:: WORK ITEM ::
Although the data below contains pictures, please reproduce only its words, exactly.

+-------+

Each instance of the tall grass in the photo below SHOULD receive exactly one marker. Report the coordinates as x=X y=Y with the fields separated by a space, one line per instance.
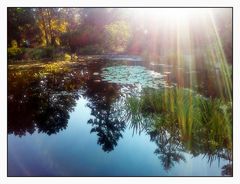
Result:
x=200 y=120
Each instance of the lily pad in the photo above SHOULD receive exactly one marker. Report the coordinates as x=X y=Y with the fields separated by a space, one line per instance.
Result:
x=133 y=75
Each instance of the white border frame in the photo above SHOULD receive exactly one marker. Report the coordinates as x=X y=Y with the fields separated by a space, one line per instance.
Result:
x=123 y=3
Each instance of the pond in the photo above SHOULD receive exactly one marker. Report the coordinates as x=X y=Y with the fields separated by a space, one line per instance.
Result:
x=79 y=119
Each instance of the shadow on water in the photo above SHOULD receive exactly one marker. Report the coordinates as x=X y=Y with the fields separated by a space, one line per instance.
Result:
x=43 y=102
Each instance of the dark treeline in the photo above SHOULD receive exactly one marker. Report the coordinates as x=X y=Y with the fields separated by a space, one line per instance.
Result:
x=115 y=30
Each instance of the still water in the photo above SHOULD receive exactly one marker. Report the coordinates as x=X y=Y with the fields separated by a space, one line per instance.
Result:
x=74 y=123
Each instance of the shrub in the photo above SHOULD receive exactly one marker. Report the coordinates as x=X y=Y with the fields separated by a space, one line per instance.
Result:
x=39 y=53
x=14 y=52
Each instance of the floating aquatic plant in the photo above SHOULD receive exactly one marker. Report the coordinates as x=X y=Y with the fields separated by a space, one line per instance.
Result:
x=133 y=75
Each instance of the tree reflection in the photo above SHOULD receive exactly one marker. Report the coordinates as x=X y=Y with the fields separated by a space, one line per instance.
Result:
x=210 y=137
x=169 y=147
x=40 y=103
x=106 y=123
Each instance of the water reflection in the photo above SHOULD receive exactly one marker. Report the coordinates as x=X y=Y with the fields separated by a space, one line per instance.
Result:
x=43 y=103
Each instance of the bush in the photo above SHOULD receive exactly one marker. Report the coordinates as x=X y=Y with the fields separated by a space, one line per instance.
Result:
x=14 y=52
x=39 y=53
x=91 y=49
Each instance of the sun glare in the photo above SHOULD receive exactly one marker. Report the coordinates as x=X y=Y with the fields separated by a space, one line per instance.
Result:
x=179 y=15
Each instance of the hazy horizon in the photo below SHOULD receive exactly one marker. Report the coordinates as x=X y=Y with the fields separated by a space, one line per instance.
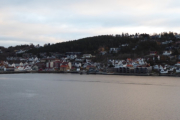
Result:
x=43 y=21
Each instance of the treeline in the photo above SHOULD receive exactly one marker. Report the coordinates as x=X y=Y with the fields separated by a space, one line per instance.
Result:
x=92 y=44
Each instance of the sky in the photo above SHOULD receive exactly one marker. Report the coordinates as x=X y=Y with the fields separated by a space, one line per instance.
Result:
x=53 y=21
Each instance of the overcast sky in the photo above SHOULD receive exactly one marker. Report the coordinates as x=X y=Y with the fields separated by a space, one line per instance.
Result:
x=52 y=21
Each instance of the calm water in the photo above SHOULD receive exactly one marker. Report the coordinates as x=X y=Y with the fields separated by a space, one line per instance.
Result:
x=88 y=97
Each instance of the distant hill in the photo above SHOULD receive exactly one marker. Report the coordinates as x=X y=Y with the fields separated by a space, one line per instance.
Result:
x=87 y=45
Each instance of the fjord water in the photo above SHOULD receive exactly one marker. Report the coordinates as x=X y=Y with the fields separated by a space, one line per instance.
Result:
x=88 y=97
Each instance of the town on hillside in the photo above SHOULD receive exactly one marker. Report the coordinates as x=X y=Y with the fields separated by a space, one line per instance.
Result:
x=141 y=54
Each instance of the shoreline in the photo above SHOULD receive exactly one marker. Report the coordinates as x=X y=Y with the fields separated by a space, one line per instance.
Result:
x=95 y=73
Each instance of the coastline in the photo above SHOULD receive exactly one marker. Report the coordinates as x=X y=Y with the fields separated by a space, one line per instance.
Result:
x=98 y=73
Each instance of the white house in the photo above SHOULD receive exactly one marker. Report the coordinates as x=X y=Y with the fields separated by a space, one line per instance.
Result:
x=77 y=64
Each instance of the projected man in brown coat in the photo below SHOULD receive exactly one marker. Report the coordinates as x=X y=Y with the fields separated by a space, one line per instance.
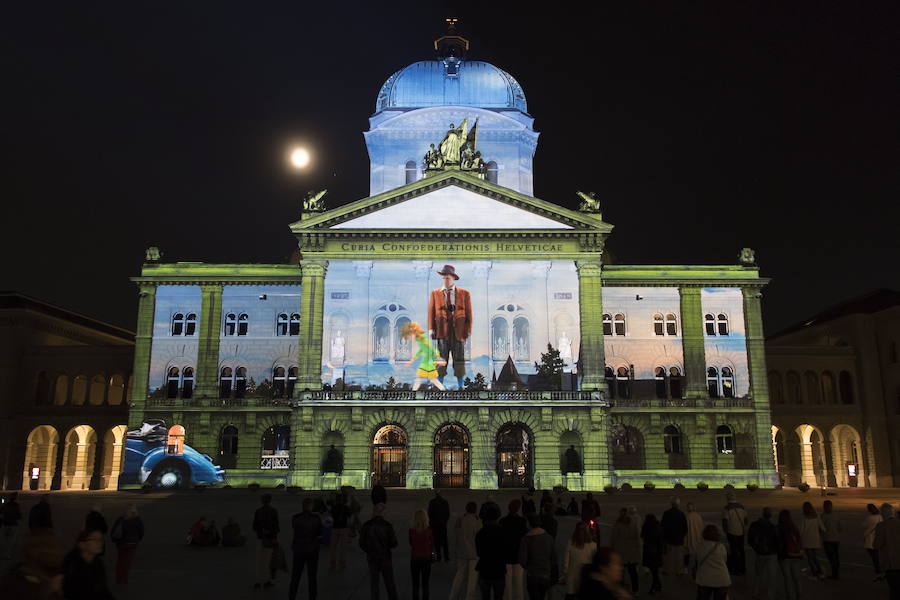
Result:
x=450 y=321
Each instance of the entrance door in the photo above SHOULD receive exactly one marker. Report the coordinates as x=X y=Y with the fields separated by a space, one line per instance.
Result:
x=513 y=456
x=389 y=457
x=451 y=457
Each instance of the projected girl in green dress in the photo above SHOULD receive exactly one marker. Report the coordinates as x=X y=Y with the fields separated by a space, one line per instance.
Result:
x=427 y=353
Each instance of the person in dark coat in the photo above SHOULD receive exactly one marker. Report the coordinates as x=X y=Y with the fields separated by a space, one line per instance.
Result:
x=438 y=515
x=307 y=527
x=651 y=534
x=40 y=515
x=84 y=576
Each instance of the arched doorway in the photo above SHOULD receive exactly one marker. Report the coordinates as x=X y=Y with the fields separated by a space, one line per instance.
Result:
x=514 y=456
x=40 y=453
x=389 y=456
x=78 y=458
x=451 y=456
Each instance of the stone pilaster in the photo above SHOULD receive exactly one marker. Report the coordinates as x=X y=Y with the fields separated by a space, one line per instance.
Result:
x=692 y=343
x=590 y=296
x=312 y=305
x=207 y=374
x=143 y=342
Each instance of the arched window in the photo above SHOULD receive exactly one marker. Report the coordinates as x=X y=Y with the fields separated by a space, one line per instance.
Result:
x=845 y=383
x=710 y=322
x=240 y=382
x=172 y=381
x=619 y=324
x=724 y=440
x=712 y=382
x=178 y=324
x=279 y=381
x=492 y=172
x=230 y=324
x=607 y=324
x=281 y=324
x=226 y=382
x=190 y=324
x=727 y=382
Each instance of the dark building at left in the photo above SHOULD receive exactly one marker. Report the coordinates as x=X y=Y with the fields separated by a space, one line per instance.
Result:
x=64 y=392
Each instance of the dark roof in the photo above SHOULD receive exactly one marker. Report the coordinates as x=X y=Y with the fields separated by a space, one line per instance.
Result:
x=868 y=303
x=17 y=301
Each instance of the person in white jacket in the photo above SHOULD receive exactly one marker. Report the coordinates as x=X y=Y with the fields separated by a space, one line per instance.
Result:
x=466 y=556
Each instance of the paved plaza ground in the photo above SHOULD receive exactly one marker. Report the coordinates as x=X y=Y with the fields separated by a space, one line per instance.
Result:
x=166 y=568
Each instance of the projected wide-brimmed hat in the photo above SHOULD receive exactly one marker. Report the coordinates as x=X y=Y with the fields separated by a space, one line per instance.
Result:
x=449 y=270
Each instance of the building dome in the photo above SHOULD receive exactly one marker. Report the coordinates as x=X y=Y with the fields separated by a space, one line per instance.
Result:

+-------+

:: RESULT OF THE EXERCISE ::
Each instance of the tall grass in the photo below SHOULD receive exactly one marker. Report the coordinates as x=X y=Y with the fields separated by a space, one line per instance.
Result:
x=200 y=120
Each instance of the lily pad in the photo above SHOULD receive exactly one marker. Report the coordinates as x=X y=Y with the fields separated by a space, one line per instance.
Result:
x=133 y=75
Each instance of the white border frame in the photo above SHOULD receive exactly one marker. Report the coordinates as x=X y=Y with the fields separated by a space, one line per instance.
Result:
x=123 y=3
Each instance of the pond in the photo above SHOULD receive exactly one marker. Report the coordinates as x=X y=Y with the fields separated by a space, one line per instance.
Result:
x=79 y=119
Each instance of the shadow on water in the photo above SHOULD receive exactly one marker. Report the coordinates as x=X y=Y with the fields separated by a space, one line per instance.
Result:
x=43 y=102
Each instance of the dark treeline in the photo above SHOULD receive exactly one marker. Report the coordinates as x=X y=Y with the fields separated by a space, one line per instance.
Result:
x=115 y=30
Each instance of the still water in the photo above SHOULD receive exactly one marker. Report the coordinates as x=X y=Y with the fields separated by a space, one line per instance.
Result:
x=74 y=123
Each instance of the shrub in the photo above SHOULD receive exactly one marker. Report the coordinates as x=X y=Y with the fields separated by a space, one line per instance.
Result:
x=39 y=53
x=14 y=52
Each instance of the floating aquatic plant in the photo above SHOULD receive exactly one marker. Report the coordinates as x=X y=Y with the fields separated by a space, one line per instance.
Result:
x=133 y=75
Each instance of the tree reflection in the photo above SHOULD receive exactly one marker. Report the coordinates as x=X y=Y with the fields separated by a space, one line per instance.
Result:
x=210 y=137
x=169 y=147
x=40 y=103
x=106 y=123
Each instance of the water reflection in the photo above SHOULD receive exactly one marker. Report the coordinates as x=X y=Y with the fields separated by a space, one line per instance.
Result:
x=43 y=103
Each instance of the bush in the photo above SHOULD receive exactly one marker. Report the coordinates as x=X y=Y with the fields separated by a space, one line per instance.
Result:
x=14 y=52
x=39 y=53
x=91 y=49
Each instance of the sun glare in the photo above SHOULD receive exactly one marker. Report the coordinates as x=X y=Y with the fields separated by a space, one line per instance.
Result:
x=179 y=15
Each instance of the hazy horizon in the photo below SHOULD receive exactly one marker. Report the coordinates as x=X y=Y with the fields separated by a space, one line per instance.
Result:
x=43 y=21
Each instance of the treeline in the photo above SHOULD receive exactly one marker. Report the coordinates as x=X y=Y with the fields separated by a space, one line per instance.
Result:
x=92 y=44
Each instance of the sky in the photo above SHOULD receive exactly one marker. Report the coordinates as x=X y=Y with the fields separated by a space, one line per instance.
Result:
x=53 y=21
Each instance of the overcast sky in the photo above SHOULD receive exactly one marker. Report the coordinates as x=X y=Y with the fields separated by a space, one line per instance.
Result:
x=52 y=21
Each instance of the calm water in the photo above SHOULD receive exactly one marker. Report the coordinates as x=X y=Y with the fields separated by a space, one line per instance.
Result:
x=88 y=97
Each instance of the distant hill in the photo above SHOULD receive exactly one marker. Report the coordinates as x=X y=Y with the fields separated by a space, one line per instance.
Result:
x=87 y=45
Each instance of the fjord water in the photo above SHOULD receive exactly one marker. Report the coordinates as x=X y=Y with the fields separated by a space, one line per instance.
Result:
x=88 y=97
Each instance of the town on hillside in the photo above SHOULD receive exactly one marker. Report the coordinates as x=X y=Y with the fields separated by a space, one line per instance.
Result:
x=141 y=54
Each instance of the shoreline in the photo above SHOULD receive exactly one marker. Report the coordinates as x=X y=Y with the fields separated by a space, one line per instance.
Result:
x=95 y=73
Each instance of the coastline in the photo above SHOULD receive exactly one marker. Report the coordinates as x=X y=Y with the fields separated by a space, one line per instance.
Result:
x=98 y=73
Each instance of the white house in the photo above SHOULD receive exactly one marker. Report the coordinates as x=X y=Y with the fields separated by a space, one line per instance.
Result:
x=77 y=64
Each instance of the projected man in brown coat in the photo below SHOULD receive exactly one marker. Report the coordinates as x=X y=Y with the fields separated by a space, one line per instance.
Result:
x=450 y=321
Each instance of the entrance door in the photo above SHOULD receive exactly one marker. Report the coordinates as x=X y=Y with the fields separated by a space, one line per instance.
Result:
x=513 y=456
x=389 y=457
x=451 y=457
Each instance of the projected girl in green dress in the photo above SHOULD receive exactly one marker. Report the coordinates as x=X y=Y with the fields separated by a space, one line per instance.
Result:
x=427 y=353
Each instance of the person in dark coat in the photo above SHOULD receive exactly one marker. Report the coordinates as x=X y=Y with the fields separated by a space, one line per instance.
Result:
x=438 y=515
x=307 y=527
x=651 y=534
x=40 y=515
x=84 y=576
Each instance of the arched doorway in the photo above SHOULD receive exactly one marker. Report the coordinates as x=X y=Y with the fields separated by a space, one line per instance.
Result:
x=514 y=456
x=40 y=453
x=389 y=456
x=78 y=458
x=451 y=456
Each instance of the stone pilaster in the photo above SHOULD receive exactly one marker. Report the coordinates as x=X y=Y with the fields separated by a space, one line per instance.
Result:
x=692 y=343
x=590 y=296
x=312 y=305
x=207 y=374
x=143 y=342
Each instance of the arched window in the photo above SHOULD receive exactly one marker. Report the coordinates as x=X y=Y with the fields separated by a space, one line per instance.
Result:
x=845 y=383
x=710 y=322
x=240 y=382
x=172 y=381
x=619 y=324
x=724 y=440
x=712 y=382
x=178 y=324
x=279 y=381
x=492 y=172
x=230 y=324
x=607 y=324
x=281 y=324
x=226 y=382
x=190 y=324
x=727 y=382
Each instance of the dark building at left in the photo above SHOULD receive exactly one marker. Report the coordinates as x=X y=Y with the fields separated by a space, one line per instance.
Result:
x=64 y=392
Each instance of the dark roof in the photo above SHOULD receive exactly one marker. Report the coordinates as x=X y=Y with the fields separated by a space, one line per instance.
Result:
x=868 y=303
x=17 y=301
Each instance of the person in white jacket in the photo above SHOULD receive exactly one marker. Report the coordinates as x=X y=Y with the fields separated by a space, one line per instance.
Result:
x=466 y=556
Each instance of the paved plaza ground in the photo above SHOULD receive exactly one marker. Report the coordinates as x=X y=Y with the fields separated by a space, one line per instance.
Result:
x=166 y=568
Each instance of the projected wide-brimmed hat in the photo above SHOULD receive exactly one marker. Report the coordinates as x=X y=Y with the fields separated by a space, one line per instance.
Result:
x=449 y=270
Each instance of the building dome in the photo above SHOULD receive exactly one marker. Report the coordinates as x=X y=Y with the fields separated by a space, one line per instance.
Result:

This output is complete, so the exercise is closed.